Task brief:
Answer each question using the passage about Beaufort West and Murraysburg below.
(a) In what years was Samuel Cron Cronwright the MLA for Beaufort West?
(b) Whom did Olive Schreiner meet in Beaufort West?
(c) How many children do Sarie and Percy Reynolds have?

Document passage:
--*--

Olive Schreiner is always associated with Matjiesfontein, but few realise she had close links with Beaufort West. It was here that she met her lifelong friend, Emily Hobhouse. Also, her husband, Samuel Cron Cronwright (he later changed his name to Cronwright-Shcreiner) was the Member of the Legislative Assembly (MLA) for Beaufort West from 1904 to 1910. In his writing he reports seeing massive springbok migration through the town. Dr Dawn Gould, of Facts Found Historical Research Service, also reports that in 1903 Samuel was the MLA for Colesberg and before that, because of his opposition to the Boer War, he was confined under military supervision at Hanover. During this time, he collected trapdoor spiders and other arachnids for various South African museums.


Those who are searching for somewjere different as a holiday destination, might enjoy sleeping in a cave on the farm Grootdriefontein, in the Murraysburg district. It is the home of Sarie and Percy Reynolds. “The cave is quite a popular destination, particularly among young children,” said Sarie. Grootdriefontein is the ideal place for a family holiday “We have six children of various ages of our own and city children mix in very well with them. When families visit, we often arrange for children to sleep outside under the stars with our own children. Generally, with so many children on the farm, parents feel very relaxed and can rest because they know our children are looking after theirs. There are lovely rambles and walking routes, as well as interesting hikes through plant and fossil rich areas in a bushy kloof. This area is ideal for picnics. We can also arrange some pony rides for the youngsters and, for the energetic adults, there is as challenging mountain bike route.”

--*--

Source information:
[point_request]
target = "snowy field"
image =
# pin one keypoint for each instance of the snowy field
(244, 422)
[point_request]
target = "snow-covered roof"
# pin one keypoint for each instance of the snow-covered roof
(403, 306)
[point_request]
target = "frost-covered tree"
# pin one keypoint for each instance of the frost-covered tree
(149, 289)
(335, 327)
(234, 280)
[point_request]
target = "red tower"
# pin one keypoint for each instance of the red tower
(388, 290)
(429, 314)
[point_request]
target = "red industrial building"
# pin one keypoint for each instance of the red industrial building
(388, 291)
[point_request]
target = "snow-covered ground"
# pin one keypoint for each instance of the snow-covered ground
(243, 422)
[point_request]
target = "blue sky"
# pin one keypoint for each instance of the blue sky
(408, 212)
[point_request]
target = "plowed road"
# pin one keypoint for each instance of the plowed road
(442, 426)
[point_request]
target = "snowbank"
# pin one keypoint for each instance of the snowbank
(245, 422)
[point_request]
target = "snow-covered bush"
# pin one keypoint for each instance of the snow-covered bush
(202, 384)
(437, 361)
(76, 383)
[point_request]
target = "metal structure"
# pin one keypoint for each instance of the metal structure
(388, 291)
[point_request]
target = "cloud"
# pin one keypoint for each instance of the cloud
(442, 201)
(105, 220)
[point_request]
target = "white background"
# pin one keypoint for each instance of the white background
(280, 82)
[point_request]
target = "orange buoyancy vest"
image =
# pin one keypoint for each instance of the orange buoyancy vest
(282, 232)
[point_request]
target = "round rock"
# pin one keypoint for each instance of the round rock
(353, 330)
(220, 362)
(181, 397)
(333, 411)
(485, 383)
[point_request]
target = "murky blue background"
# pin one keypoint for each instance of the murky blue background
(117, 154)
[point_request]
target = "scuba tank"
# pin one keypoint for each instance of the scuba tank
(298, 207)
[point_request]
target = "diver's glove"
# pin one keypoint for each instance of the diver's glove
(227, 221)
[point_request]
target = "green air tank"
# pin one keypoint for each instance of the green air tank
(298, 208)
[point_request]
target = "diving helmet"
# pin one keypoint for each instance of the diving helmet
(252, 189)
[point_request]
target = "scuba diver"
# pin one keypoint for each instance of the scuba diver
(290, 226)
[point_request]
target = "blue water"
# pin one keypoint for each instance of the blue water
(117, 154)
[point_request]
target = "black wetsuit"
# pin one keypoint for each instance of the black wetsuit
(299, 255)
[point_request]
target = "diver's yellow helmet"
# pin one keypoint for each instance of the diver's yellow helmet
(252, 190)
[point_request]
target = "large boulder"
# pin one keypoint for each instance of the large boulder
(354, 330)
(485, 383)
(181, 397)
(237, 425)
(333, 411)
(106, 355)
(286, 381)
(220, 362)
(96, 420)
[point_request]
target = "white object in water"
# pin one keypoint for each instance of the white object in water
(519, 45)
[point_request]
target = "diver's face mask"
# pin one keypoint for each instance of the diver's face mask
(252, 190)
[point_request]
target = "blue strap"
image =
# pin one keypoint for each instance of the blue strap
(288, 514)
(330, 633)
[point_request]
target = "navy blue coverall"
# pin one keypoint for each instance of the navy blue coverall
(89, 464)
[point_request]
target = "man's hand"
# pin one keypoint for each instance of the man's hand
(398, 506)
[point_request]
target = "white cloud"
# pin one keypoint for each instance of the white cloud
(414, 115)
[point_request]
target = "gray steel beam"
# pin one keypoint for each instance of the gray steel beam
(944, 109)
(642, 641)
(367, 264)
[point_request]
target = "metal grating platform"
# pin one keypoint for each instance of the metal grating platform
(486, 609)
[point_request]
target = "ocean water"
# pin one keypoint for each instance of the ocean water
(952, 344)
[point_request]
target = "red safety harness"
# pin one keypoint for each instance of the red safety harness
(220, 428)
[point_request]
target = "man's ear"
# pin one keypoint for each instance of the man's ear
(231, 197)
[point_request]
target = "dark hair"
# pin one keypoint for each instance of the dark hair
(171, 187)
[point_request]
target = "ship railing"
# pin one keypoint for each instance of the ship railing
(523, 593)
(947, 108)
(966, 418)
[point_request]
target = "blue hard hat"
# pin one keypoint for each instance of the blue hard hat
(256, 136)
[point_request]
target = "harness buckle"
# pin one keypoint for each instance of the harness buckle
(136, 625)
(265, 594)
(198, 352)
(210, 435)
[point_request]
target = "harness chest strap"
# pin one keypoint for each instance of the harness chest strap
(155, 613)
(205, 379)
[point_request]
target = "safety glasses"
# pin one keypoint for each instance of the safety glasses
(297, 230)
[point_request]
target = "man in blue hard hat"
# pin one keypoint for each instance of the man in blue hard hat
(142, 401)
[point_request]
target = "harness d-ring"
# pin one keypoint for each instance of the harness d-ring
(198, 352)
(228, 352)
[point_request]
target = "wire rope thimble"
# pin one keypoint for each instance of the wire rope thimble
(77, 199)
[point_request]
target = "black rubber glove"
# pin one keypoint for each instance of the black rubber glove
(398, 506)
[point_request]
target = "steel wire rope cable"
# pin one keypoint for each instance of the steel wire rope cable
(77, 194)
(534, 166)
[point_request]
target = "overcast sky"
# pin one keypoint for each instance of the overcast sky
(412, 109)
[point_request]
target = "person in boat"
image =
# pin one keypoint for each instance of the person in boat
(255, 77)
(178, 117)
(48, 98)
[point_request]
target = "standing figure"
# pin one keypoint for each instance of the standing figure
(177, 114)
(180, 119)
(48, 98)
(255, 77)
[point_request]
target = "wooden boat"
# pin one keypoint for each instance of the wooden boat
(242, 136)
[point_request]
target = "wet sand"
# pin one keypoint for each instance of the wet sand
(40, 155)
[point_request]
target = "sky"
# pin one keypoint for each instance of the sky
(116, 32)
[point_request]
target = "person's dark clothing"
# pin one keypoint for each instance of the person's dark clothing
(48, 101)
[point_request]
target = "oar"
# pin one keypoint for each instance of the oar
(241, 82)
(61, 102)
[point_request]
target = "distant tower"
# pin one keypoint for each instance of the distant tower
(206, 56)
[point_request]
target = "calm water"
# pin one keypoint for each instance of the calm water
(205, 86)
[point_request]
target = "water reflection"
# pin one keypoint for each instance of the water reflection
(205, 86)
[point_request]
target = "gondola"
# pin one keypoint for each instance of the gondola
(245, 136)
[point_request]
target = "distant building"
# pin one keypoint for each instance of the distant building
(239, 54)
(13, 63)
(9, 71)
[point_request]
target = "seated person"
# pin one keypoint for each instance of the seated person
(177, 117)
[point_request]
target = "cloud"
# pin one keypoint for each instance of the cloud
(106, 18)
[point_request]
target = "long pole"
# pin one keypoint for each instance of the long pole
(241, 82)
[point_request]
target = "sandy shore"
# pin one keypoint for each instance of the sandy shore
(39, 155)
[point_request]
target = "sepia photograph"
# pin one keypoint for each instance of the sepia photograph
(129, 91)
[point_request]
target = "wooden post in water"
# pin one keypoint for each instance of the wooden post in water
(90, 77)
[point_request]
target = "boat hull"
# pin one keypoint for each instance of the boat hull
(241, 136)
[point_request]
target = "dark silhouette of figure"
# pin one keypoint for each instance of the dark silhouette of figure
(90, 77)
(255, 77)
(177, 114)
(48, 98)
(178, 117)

--*--

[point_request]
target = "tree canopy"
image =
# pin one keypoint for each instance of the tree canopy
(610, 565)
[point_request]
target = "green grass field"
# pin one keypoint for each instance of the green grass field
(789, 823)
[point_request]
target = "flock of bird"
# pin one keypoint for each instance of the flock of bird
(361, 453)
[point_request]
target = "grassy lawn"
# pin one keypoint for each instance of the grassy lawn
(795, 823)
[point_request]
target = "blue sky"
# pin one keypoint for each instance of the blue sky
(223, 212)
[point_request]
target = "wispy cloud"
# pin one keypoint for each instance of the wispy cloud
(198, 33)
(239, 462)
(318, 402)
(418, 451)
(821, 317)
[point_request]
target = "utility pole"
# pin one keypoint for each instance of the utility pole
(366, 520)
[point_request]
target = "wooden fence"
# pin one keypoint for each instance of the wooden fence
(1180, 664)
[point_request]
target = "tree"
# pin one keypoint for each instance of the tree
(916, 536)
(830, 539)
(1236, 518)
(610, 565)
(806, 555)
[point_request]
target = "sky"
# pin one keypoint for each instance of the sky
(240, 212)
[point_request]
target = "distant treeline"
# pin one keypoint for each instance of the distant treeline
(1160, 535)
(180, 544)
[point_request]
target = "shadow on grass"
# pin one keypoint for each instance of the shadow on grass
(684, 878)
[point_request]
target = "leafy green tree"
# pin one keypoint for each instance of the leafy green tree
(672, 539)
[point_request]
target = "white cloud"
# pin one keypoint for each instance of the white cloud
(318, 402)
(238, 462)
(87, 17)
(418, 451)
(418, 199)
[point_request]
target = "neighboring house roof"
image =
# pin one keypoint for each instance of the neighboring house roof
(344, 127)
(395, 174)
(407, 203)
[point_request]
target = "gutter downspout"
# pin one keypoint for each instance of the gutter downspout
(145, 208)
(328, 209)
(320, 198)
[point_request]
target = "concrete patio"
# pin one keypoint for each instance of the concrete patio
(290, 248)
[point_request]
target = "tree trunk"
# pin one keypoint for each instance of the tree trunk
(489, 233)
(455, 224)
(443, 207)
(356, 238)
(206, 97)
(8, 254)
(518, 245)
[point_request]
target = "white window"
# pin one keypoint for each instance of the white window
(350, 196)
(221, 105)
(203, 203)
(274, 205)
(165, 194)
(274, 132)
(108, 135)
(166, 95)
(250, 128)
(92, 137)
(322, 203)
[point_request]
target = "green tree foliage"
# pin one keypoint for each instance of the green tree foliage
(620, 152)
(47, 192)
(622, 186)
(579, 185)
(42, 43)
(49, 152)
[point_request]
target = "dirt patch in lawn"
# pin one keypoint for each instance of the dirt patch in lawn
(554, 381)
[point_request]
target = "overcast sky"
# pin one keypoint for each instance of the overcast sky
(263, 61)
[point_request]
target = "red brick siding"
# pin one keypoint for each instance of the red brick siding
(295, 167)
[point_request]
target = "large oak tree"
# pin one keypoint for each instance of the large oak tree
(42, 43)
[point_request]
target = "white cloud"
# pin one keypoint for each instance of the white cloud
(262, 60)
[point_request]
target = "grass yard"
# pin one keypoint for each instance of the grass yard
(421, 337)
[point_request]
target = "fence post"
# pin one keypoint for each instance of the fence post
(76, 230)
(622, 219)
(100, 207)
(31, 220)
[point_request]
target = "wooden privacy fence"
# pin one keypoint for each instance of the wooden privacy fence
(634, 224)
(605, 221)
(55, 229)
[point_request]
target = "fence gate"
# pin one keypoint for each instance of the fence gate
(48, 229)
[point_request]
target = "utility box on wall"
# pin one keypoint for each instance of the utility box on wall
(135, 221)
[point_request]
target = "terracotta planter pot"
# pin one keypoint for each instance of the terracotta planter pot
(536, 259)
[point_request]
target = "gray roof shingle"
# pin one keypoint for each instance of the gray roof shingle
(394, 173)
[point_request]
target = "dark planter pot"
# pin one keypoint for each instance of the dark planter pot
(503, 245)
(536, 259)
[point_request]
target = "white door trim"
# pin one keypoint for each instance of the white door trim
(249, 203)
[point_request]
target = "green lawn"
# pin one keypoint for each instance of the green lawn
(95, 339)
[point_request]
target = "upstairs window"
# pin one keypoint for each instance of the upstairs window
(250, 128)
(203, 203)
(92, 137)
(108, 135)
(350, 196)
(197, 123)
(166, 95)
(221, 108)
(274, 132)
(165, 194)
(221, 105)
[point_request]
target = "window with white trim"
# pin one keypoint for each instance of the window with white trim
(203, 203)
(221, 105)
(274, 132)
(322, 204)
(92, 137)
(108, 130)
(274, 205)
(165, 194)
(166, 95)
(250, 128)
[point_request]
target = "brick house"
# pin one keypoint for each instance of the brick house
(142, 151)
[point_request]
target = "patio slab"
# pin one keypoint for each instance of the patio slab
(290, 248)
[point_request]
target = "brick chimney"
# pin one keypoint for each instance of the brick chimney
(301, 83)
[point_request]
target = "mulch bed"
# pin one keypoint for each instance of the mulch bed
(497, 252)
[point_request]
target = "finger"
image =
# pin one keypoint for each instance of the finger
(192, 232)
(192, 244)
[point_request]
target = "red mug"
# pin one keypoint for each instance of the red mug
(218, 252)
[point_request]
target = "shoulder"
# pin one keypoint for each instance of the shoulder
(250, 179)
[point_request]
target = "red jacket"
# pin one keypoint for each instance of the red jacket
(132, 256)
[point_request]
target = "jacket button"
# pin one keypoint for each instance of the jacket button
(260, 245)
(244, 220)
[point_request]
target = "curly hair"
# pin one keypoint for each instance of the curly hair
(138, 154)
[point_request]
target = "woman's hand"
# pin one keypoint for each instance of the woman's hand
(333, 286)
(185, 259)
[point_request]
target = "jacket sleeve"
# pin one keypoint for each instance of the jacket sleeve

--*--

Result for this task:
(a) From 1904 to 1910.
(b) Emily Hobhouse, her lifelong friend.
(c) Six.